--- Study text ---
◇ ◇ ◇ ◇ ◇
Developing a new imaging method to study blood supply to a thickened heart
Novel and Emerging Technologies (NET) Grant – Dr Erica Dall’Armellina University of Leeds
Small blood vessels in the heart, called microvessels, deliver blood to the heart muscle. Each microvessel supplies a small number of heart muscle cells with oxygen and nutrients. When the supply fails, the tissue can suffer and cells can die. For a good blood supply and healthy heart, two factors are crucial – the vessels need to be unobstructed and function well, and the surrounding structure has to allow for the microvessel to reach the tissue. However, this is not the case in patients with heart disease such as hypertrophic cardiomyopathy (HCM).
About 1 in 500 of the UK population has HCM, although most HCM patients have few, if any symptoms. In HCM patients, the muscular wall of the heart becomes thickened, making the heart muscle stiff and preventing the microvessels from delivering enough blood to the cells. This can have serious consequences and may lead to death.
◇ ◇ ◇ ◇ ◇
--- Study material ---
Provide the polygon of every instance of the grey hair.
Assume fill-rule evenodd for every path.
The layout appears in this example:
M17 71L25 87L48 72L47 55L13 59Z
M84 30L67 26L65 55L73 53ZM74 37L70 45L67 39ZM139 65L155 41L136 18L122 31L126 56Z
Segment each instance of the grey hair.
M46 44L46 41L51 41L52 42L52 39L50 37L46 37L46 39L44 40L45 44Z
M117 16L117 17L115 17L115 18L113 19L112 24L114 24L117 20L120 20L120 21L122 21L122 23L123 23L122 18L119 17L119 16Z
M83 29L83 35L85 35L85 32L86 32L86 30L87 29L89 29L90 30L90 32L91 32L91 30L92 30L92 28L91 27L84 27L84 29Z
◇ ◇ ◇ ◇ ◇
--- Exercise requirements ---
According to the grant summary on heart microvessels, roughly what share of the UK population has hypertrophic cardiomyopathy?

--- Your solution ---
About 1 in 500